-- BEGIN Dataset content --

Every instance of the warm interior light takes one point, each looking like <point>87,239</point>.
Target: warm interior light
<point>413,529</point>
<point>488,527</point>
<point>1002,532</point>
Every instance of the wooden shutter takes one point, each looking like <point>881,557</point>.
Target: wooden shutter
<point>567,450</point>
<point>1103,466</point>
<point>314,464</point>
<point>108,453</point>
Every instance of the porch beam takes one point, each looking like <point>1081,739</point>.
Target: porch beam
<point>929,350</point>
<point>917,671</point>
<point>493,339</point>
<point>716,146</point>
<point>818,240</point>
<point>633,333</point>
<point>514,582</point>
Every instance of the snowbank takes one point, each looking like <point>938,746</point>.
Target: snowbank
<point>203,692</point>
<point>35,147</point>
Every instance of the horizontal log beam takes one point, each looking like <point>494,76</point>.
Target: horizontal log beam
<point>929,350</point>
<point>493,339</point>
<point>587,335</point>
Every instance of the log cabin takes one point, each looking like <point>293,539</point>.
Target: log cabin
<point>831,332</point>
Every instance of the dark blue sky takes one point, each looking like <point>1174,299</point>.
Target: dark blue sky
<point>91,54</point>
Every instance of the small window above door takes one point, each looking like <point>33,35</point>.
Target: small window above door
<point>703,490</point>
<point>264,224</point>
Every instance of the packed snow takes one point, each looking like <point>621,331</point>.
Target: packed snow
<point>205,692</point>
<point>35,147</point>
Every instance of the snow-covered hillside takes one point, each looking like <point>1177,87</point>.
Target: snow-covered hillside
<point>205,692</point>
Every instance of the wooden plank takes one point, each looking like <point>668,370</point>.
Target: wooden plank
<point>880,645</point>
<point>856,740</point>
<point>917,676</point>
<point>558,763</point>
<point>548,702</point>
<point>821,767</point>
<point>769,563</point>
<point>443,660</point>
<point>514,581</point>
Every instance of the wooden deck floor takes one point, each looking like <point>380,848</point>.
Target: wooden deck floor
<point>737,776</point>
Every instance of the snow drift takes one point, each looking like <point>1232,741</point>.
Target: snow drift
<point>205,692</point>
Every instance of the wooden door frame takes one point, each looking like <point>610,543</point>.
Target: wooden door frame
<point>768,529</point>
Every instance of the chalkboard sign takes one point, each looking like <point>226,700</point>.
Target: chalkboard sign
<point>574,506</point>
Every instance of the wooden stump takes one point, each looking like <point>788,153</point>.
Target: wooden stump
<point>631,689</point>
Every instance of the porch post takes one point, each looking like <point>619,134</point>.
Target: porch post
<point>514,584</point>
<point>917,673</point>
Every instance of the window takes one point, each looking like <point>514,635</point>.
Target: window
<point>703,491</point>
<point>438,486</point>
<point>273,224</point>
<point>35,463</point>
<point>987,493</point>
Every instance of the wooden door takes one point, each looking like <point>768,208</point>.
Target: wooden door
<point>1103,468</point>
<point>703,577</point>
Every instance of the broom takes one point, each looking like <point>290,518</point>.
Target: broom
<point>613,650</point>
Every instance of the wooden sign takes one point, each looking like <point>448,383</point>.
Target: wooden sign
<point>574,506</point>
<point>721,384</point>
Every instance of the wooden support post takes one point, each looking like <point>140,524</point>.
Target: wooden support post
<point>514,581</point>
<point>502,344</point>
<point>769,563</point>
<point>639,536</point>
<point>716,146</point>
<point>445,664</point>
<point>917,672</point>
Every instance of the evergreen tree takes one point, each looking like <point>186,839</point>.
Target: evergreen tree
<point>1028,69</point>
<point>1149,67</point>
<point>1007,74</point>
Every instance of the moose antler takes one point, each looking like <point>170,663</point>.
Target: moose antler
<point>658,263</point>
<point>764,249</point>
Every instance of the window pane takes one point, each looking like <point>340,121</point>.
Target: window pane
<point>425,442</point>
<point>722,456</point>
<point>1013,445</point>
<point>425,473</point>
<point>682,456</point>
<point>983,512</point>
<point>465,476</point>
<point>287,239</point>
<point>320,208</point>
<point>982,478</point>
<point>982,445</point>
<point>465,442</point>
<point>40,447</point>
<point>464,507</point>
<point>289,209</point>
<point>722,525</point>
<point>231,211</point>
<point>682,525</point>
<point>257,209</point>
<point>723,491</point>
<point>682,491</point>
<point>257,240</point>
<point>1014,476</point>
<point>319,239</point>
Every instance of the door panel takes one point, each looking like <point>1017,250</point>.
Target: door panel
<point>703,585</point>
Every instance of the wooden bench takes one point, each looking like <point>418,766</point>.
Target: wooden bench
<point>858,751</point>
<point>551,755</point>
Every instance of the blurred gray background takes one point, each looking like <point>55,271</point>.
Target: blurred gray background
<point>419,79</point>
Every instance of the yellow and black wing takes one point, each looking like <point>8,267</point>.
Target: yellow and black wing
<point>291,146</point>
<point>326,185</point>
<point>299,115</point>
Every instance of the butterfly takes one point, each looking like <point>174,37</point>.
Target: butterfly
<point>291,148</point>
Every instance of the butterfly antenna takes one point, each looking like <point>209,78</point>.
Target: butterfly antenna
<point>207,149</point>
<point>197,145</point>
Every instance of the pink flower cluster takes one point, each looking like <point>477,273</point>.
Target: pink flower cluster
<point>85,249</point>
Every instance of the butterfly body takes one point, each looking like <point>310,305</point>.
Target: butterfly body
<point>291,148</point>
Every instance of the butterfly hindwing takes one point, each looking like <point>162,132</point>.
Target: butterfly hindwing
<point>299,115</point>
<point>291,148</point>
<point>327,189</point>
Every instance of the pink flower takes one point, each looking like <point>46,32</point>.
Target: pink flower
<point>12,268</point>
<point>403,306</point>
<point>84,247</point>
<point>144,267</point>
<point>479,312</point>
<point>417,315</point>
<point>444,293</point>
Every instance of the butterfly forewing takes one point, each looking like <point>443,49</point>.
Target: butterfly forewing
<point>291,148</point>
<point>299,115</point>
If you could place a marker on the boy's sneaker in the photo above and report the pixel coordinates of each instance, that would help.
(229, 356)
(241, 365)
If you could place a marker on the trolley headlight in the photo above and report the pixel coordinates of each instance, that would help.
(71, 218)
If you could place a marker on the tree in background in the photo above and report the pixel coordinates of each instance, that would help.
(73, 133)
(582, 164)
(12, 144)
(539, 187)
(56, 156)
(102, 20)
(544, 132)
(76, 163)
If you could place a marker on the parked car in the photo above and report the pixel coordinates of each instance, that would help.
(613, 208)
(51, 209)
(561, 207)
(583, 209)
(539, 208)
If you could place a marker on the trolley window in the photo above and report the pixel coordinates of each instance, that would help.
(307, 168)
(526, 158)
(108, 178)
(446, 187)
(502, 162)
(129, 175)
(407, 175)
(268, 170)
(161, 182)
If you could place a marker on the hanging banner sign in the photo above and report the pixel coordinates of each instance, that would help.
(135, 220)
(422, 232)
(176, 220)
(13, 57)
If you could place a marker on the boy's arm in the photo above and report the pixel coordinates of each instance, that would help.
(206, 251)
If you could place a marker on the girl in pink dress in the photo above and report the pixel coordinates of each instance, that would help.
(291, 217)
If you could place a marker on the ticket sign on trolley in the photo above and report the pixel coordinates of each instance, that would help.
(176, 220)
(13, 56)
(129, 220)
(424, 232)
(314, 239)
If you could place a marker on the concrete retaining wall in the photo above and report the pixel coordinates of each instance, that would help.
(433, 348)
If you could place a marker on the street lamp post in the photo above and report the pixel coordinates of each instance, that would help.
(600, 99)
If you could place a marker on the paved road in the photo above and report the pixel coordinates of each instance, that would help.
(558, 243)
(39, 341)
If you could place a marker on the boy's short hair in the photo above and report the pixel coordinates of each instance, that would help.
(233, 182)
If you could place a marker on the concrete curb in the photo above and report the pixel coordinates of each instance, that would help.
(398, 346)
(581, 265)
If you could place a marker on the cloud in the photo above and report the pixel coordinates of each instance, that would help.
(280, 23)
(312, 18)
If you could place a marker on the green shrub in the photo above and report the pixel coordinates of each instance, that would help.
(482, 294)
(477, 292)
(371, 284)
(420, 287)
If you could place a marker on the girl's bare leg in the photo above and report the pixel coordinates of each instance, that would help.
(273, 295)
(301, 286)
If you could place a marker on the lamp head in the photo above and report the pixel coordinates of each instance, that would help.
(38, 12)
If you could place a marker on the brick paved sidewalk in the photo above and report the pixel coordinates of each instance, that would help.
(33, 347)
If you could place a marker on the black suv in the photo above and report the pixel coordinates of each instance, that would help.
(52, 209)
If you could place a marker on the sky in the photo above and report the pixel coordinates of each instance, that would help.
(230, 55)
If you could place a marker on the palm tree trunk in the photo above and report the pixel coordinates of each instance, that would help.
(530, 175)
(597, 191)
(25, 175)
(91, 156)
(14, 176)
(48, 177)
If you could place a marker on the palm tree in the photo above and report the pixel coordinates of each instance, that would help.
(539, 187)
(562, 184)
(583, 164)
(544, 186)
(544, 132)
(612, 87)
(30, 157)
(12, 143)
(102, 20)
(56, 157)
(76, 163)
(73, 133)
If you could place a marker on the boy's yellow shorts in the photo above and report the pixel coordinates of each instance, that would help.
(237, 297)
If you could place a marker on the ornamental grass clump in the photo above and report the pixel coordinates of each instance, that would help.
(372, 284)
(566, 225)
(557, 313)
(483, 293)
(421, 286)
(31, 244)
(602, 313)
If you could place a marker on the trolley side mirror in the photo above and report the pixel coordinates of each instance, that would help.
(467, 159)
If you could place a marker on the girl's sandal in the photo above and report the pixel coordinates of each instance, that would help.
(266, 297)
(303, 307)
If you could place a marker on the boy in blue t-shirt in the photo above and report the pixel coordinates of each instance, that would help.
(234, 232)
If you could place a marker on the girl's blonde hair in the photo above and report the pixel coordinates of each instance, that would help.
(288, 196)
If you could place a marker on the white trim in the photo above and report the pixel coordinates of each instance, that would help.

-- END Dataset content --

**What is expected**: Transcribe exactly, and only, the lines from the one bearing "If you could place a marker on the girl's sandal" through the last line of the entries, counting both.

**Output for this task**:
If you could place a marker on the girl's sandal in the photo above and report the pixel coordinates of each instance, that would help.
(266, 297)
(303, 307)
If you could place a marker on the boy in blue t-shirt in the photo above and report the pixel coordinates of each instance, that would help.
(234, 232)
If you could place a marker on the girl's blonde hair in the photo above and report the pixel coordinates of each instance, that would help.
(288, 196)
If you could place a marker on the white trim in the photo above and report the pixel coordinates of each instance, that would help.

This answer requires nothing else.